> _WRITTEN REQUEST_: Can you give back the lines between the one holding "--target fence post" and the one holding "Give the mask of every instance of the fence", inclusive, with "fence post" replaced by "gate post" and everything else left unchanged?
● ● ● ● ● ● ●
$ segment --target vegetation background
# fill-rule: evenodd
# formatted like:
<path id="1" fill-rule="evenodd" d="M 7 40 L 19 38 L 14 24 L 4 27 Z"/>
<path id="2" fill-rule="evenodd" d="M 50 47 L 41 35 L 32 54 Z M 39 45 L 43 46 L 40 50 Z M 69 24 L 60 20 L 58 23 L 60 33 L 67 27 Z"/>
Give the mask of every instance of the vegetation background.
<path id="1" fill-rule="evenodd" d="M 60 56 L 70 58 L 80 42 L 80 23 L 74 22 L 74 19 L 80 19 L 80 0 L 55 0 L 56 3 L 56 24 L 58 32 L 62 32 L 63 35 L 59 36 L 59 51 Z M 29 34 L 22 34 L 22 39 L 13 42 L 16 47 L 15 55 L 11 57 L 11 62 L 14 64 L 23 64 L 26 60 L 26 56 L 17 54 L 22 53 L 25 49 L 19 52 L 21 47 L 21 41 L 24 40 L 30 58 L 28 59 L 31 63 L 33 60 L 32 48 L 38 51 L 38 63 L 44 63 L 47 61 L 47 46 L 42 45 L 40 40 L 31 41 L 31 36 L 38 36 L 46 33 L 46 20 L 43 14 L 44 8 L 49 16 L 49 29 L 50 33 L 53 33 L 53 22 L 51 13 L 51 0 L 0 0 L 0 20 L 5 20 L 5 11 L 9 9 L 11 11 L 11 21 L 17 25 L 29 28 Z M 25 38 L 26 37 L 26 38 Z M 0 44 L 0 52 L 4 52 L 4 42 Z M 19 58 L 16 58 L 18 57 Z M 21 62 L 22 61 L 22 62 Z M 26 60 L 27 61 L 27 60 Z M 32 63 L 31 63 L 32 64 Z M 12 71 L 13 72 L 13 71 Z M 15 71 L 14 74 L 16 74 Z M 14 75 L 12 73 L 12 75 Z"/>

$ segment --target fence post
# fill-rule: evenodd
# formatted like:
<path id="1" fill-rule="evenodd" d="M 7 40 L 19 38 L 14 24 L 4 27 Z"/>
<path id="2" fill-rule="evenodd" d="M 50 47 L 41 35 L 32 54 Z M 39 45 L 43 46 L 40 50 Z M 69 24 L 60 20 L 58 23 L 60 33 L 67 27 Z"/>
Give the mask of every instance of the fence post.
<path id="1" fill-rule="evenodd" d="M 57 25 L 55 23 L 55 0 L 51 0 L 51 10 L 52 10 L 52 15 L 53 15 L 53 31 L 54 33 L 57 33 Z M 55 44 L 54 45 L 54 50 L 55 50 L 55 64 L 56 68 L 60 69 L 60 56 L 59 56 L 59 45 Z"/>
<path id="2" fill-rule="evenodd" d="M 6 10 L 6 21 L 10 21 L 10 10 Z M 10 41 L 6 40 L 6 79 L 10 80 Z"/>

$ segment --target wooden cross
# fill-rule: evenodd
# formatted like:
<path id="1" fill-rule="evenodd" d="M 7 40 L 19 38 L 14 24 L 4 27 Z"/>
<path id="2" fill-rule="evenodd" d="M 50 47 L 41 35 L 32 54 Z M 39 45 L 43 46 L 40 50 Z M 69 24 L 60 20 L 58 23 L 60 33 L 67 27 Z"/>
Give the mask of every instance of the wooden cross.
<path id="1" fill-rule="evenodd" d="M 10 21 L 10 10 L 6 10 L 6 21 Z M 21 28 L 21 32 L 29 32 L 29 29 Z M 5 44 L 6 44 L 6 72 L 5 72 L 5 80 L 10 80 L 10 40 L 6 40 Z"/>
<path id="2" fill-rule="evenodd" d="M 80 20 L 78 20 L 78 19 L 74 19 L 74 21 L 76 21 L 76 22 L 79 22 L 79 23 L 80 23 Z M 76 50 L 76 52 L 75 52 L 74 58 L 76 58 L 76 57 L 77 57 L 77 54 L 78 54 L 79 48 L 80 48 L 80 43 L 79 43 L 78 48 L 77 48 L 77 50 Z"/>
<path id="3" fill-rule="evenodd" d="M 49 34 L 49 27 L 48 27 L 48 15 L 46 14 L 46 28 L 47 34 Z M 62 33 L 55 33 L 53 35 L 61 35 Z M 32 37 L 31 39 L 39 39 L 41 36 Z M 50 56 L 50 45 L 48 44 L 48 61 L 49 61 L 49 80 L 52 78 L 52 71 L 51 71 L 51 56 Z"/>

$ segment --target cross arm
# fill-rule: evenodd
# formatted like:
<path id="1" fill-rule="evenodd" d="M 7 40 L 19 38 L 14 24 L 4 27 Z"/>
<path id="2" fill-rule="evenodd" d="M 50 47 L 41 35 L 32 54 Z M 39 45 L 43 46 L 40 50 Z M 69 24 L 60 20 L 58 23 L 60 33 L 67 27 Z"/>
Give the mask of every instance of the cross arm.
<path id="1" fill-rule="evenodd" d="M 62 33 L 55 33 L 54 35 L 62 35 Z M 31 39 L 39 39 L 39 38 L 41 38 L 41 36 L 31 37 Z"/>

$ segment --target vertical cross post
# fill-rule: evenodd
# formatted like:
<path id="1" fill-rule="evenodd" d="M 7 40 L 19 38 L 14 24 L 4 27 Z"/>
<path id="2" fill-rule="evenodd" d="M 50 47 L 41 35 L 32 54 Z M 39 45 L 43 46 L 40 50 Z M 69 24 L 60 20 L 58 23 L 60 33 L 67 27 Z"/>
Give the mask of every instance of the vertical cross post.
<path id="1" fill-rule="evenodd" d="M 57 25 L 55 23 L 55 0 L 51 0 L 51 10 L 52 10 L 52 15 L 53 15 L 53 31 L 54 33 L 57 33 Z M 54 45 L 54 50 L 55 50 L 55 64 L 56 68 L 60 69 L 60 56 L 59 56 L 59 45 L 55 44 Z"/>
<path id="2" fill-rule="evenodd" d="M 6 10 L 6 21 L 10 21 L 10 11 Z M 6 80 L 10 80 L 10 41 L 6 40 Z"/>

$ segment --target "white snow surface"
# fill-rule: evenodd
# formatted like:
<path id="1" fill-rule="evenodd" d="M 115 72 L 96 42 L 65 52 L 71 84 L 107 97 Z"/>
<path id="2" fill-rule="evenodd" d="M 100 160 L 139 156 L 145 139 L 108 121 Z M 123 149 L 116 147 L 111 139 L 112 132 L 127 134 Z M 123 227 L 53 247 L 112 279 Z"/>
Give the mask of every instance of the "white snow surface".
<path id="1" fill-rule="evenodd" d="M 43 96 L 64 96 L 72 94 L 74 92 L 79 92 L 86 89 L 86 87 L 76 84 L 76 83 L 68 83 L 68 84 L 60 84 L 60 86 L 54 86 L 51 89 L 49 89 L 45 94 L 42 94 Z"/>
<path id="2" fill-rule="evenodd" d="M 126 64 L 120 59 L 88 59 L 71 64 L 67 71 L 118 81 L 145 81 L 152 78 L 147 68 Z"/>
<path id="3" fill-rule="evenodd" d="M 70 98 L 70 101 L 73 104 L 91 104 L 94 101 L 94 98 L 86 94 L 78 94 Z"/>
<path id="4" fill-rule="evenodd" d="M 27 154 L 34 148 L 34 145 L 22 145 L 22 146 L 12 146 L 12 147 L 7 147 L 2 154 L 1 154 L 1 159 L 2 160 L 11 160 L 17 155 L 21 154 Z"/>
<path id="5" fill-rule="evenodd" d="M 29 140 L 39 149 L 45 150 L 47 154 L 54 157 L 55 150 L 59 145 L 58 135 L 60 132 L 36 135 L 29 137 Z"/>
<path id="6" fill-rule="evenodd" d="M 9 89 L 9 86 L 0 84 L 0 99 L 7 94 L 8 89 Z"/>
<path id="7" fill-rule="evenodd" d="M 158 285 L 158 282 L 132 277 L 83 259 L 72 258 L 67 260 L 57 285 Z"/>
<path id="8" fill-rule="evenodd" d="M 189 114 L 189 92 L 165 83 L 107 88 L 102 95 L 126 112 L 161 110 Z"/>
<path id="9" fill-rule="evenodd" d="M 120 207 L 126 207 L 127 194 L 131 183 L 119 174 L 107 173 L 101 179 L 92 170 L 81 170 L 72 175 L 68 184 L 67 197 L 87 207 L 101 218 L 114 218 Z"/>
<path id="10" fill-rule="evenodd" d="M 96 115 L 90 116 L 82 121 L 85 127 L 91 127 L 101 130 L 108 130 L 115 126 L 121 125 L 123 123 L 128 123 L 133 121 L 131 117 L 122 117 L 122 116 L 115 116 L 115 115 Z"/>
● ● ● ● ● ● ●
> _FULL ANSWER_:
$ segment --target gate post
# fill-rule: evenodd
# formatted like:
<path id="1" fill-rule="evenodd" d="M 7 40 L 19 38 L 14 24 L 4 27 Z"/>
<path id="2" fill-rule="evenodd" d="M 50 47 L 41 35 L 32 54 Z M 39 45 L 43 46 L 40 50 Z M 69 24 L 60 20 L 58 23 L 60 33 L 67 27 Z"/>
Give the mask of every instance of the gate post.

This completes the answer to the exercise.